:: SELECTED PASSAGE ::
Capturing small ECG signals in medical applications

ECG signal from lead 1
ECG signal from lead 1
Open Lightbox

Your task

An electrocardiogram (ECG) is widely used in medicine to monitor small electrical changes on the skin of a patient’s body arising from the activities of the human heart. This simple and noninvasive measurement easily indicates a variety of heart diseases. The medical industry builds dedicated equipment that aids in diagnosis. This equipment requires precise oscilloscopes for its design and verification.

T & M solution

ECG equipment typically has 12 leads that are connected to the human chest, arms and legs. The voltage is measured between different connection points. This article describes the example of signal lead 1, which is the voltage between the left and right arms.

The figure on the left shows this signal (lead 1), which repeats with the pace of the heartbeat. It starts with a P wave, which initiates the cycle, continues with the QRS interval and completes with the T wave. For a test engineer, the noisy environment, the single-ended connection of the leads and the low magnitude of the signal create quite a challenge. Typical levels are less than 1 mV, and the repetition rate of the heartbeat signal is between 40 beats/minute and 220 beats/minute (bpm).

In a typical setup, an amplifier is required to amplify the signal, with the drawback of additional noise, channel-specific delay and offset error. However, waveform averaging is not a choice for noise reduction, because the signal is not repetitive and important information would be lost. The diagram shows an example of a sequence of pulses with nonperiodic disturbances, providing medical personal with valuable indications to specific diseases.

Nonperiodic disturbances in a periodic ECG signal
Nonperiodic disturbances in a periodic ECG signal

The typical ECG signal magnitude is 1 mV or less depending on the measurement point, with a bandwidth < 10 kHz. Capturing and analyzing these signals directly with oscilloscopes is difficult due to the small amplitude.

However, the R&S®RTE digital oscilloscope offers key features for direct, in-depth signal analysis.

Captured ECG signal after executing the Autoset.
Captured ECG signal after executing the Autoset.
Open Lightbox

Application

The screenshot shows an ECG signal captured with the R&S®RTE in a standard setup. The signal has a high noise level, the P and T waves being barely visible.

To improve the acquired signal, the vertical scale is set to 500 μV/div without zoom or bandwidth limits. This is a unique feature for this class of oscilloscopes. The HD mode is used with a 10 kHz bandwidth limit.

This increases the resolution significantly, but also improves the trigger sensitivity, which is necessary to obtain clean and stable signal acquisition for further analysis.

Use of mask test for easy detection of medical indications

Further tests can be carried out using this stable signal. For example, a mask test easily detects several medical indications appearing in a distorted signal. Different masks can be applied to test for specific indications. The screenshot shows the ECG signal with the associated mask test, derived from a healthy human. The white area around the signal trace is the permissible area; the colored areas (top and bottom) are the upper and lower masks.

Text-to-region grounding data
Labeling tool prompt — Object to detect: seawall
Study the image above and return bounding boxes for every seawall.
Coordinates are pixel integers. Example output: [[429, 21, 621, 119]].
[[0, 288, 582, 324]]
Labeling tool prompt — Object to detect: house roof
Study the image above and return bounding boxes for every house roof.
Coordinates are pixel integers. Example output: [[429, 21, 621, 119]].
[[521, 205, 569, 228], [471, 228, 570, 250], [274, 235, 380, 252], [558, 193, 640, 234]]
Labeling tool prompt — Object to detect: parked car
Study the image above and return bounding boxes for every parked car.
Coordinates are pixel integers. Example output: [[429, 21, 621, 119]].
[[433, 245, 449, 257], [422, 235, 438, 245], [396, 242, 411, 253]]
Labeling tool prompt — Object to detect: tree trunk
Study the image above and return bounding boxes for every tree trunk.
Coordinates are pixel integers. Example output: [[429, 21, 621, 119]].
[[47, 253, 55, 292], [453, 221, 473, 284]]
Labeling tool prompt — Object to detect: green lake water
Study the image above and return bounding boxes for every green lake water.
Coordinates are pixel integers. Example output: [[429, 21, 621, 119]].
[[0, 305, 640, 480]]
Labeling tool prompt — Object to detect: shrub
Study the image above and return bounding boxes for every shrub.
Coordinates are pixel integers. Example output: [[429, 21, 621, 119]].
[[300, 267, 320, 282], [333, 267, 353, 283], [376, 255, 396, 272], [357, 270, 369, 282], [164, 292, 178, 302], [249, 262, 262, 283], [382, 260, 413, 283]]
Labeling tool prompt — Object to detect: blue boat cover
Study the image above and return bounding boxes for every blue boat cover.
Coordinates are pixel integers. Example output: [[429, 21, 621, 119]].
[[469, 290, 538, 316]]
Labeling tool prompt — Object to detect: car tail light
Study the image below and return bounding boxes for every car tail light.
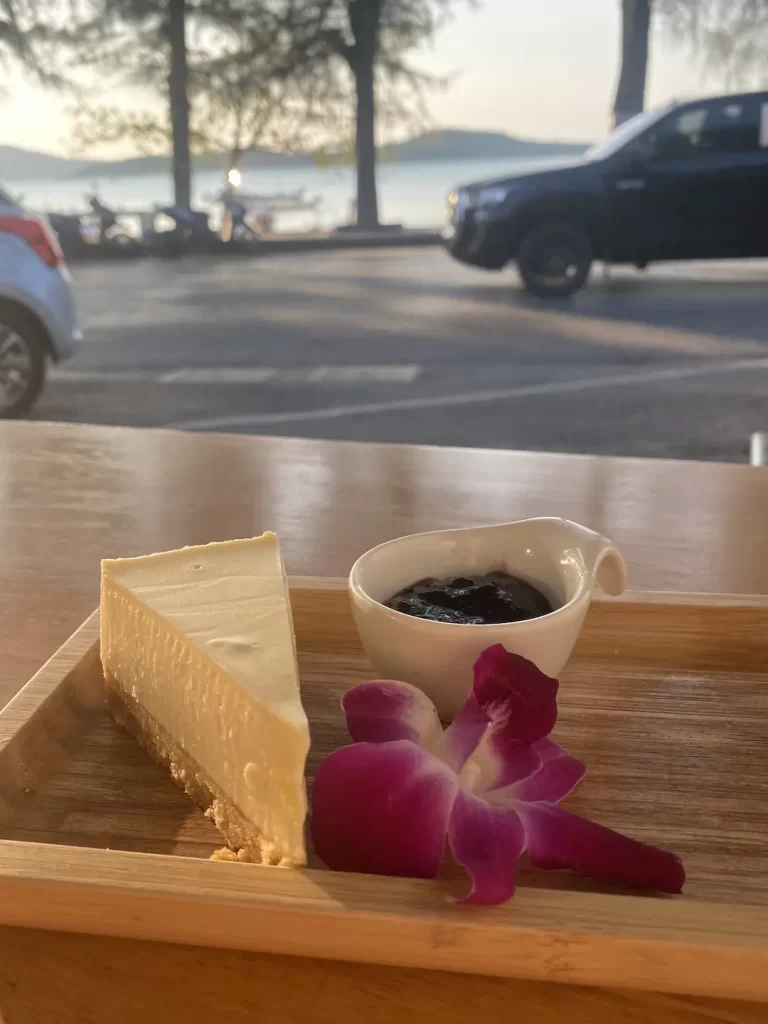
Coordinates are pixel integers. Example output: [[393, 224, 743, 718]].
[[0, 214, 63, 268]]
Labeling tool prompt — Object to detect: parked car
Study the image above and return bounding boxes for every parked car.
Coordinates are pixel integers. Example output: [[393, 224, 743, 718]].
[[0, 189, 81, 419], [443, 92, 768, 296]]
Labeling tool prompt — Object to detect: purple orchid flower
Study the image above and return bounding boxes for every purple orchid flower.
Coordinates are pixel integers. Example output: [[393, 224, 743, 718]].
[[311, 644, 685, 903]]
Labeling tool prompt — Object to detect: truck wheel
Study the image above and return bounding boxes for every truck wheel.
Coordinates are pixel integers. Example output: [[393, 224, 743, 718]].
[[517, 222, 592, 298], [0, 303, 46, 420]]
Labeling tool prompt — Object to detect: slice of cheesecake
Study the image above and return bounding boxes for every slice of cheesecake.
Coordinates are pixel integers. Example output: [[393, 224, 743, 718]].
[[101, 534, 309, 866]]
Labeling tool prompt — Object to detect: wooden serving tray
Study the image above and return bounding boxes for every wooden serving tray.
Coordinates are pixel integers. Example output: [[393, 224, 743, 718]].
[[0, 580, 768, 1002]]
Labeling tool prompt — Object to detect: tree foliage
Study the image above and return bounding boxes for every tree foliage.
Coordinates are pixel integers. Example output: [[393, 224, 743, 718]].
[[656, 0, 768, 88]]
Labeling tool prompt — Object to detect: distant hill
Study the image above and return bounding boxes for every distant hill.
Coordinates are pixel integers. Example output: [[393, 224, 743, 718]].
[[0, 145, 92, 181], [387, 128, 590, 160], [0, 128, 588, 181]]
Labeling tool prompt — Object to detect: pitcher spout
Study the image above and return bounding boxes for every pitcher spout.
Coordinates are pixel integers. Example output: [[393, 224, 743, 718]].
[[562, 519, 627, 597]]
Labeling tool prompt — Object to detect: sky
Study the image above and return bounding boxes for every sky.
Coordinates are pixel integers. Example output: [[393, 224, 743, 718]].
[[0, 0, 721, 156]]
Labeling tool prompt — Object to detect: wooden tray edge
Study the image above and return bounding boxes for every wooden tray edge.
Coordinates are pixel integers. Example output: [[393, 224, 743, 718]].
[[0, 841, 768, 1001], [0, 578, 768, 1001]]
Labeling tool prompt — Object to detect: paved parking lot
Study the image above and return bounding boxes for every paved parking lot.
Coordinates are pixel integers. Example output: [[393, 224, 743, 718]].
[[34, 249, 768, 461]]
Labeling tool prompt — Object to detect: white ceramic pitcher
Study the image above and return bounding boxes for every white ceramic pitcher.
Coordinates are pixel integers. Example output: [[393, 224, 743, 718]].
[[349, 518, 627, 719]]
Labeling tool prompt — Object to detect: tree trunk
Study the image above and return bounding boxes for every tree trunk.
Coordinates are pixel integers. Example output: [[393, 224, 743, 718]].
[[349, 0, 382, 230], [167, 0, 191, 210], [613, 0, 652, 127]]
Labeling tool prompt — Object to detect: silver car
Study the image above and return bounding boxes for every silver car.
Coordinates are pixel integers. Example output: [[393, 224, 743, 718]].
[[0, 188, 81, 419]]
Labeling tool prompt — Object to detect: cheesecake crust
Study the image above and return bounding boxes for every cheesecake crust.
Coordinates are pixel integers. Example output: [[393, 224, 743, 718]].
[[104, 672, 280, 864]]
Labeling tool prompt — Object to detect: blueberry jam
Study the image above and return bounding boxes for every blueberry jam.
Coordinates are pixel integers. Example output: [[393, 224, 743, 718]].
[[384, 572, 554, 626]]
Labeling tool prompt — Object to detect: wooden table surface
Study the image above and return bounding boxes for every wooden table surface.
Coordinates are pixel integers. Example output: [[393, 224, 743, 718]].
[[0, 423, 768, 1024]]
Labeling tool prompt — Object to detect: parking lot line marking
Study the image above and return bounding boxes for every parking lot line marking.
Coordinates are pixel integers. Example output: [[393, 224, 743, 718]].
[[168, 357, 768, 430], [50, 364, 423, 385]]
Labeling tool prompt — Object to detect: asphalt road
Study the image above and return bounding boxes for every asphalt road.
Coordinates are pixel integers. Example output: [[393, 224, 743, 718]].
[[34, 249, 768, 461]]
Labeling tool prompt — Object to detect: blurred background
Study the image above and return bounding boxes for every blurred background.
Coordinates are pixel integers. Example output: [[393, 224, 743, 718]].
[[0, 0, 768, 461]]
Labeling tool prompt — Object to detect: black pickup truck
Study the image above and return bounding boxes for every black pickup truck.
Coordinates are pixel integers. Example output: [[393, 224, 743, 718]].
[[443, 92, 768, 296]]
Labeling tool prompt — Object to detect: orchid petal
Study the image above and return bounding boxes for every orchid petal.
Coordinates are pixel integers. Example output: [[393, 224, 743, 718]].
[[470, 731, 542, 793], [341, 679, 442, 746], [449, 791, 525, 903], [437, 694, 490, 771], [514, 803, 685, 893], [472, 643, 558, 743], [311, 739, 459, 879], [493, 752, 587, 804]]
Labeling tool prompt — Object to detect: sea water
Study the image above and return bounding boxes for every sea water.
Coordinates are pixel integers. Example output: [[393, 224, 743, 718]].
[[12, 158, 561, 231]]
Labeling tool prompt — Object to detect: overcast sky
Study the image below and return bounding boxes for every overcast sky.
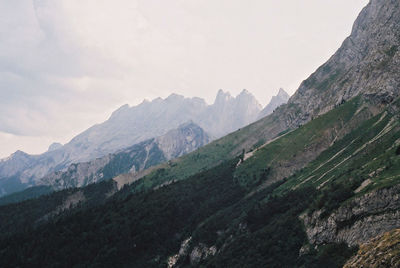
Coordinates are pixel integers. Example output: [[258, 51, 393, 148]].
[[0, 0, 368, 158]]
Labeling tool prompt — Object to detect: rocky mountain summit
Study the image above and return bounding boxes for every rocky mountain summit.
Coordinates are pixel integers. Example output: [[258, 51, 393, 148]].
[[258, 88, 290, 118], [0, 90, 284, 195], [38, 122, 210, 190]]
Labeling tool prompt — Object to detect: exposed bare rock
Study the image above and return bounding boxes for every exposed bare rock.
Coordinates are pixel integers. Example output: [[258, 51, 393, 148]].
[[40, 122, 210, 190], [344, 229, 400, 268], [302, 185, 400, 245]]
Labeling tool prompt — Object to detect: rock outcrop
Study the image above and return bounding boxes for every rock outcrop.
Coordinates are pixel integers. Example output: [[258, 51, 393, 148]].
[[344, 229, 400, 268], [258, 88, 290, 118], [39, 122, 210, 190], [0, 90, 262, 196], [302, 185, 400, 246]]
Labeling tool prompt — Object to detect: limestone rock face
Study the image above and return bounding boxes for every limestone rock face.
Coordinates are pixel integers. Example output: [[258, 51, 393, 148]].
[[39, 122, 210, 190], [258, 88, 290, 118], [302, 185, 400, 246], [343, 229, 400, 268], [288, 0, 400, 124]]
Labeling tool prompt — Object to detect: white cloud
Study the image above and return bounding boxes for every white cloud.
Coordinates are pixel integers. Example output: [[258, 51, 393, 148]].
[[0, 0, 367, 157]]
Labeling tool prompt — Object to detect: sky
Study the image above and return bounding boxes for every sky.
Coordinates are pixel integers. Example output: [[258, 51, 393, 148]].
[[0, 0, 368, 158]]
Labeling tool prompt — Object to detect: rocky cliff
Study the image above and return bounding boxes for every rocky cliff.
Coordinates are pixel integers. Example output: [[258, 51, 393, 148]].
[[258, 88, 290, 118], [302, 185, 400, 246], [0, 90, 262, 196], [38, 122, 210, 190]]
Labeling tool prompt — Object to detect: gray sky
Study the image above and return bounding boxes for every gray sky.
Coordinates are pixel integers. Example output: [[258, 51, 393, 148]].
[[0, 0, 368, 158]]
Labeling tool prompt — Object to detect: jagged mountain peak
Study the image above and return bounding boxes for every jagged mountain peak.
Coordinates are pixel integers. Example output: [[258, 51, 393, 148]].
[[289, 0, 400, 126], [47, 142, 63, 152]]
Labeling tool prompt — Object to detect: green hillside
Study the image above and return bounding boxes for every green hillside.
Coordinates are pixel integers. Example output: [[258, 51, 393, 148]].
[[0, 94, 400, 267]]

:: EXERCISE INSTRUCTIONS ::
(A) Quote the ECG article word for word, from "To improve the" down to "for further analysis.".
(B) Please extend the ECG article, picking up right after its final sentence.
These rows were taken from a separate source.

:: YOUR RESPONSES ::
(A)
To improve the acquired signal, the vertical scale is set to 500 μV/div without zoom or bandwidth limits. This is a unique feature for this class of oscilloscopes. The HD mode is used with a 10 kHz bandwidth limit.

This increases the resolution significantly, but also improves the trigger sensitivity, which is necessary to obtain clean and stable signal acquisition for further analysis.

(B)
Captured ECG signal using 500 μV/div scale, HD mode and mask test.
Captured ECG signal using 500 μV/div scale, HD mode and mask test.
Open Lightbox

Note the performance indicated as 1 frame/s and 1 acquisition/s in the performance icon, which equals a heartbeat rate of 60 bpm. In this setup, the R&S®RTE triggers, acquires and processes every single pulse, although the acquisition time occupies 80 % of the period of 1 s, leaving just 200 ms for processing. This example shows the outstanding performance of the R&S®RTE.

ECG signal
ECG signal

Comparison with a competitive, modern highresolution oscilloscope

In an identical measurement setup, the R&S®RTE was replaced with a competitive 10-bit, high-resolution oscilloscope. The screenshot below shows the measurement result with HighRes mode switched on and the lowest vertical resolution of 1 mV/div.

It turns out that the signal magnitude is lower than the trigger sensitivity, so the oscilloscope cannot trigger on the signal. To make this visible in a screenshot, the display persistence is increased to several seconds, and the trigger level is shown as a light blue dashed line. Previous traces are visible as shadows (1).

The applied filter, implemented in the digital signal postprocessing, shows insufficient bandwidth, so spikes from the measurement setup are not filtered out (2). Number 3 indicates the noise and limited vertical scale of 1 mV/div. As a consequence, the P wave of the signal is barely visible and is immersed in the noise.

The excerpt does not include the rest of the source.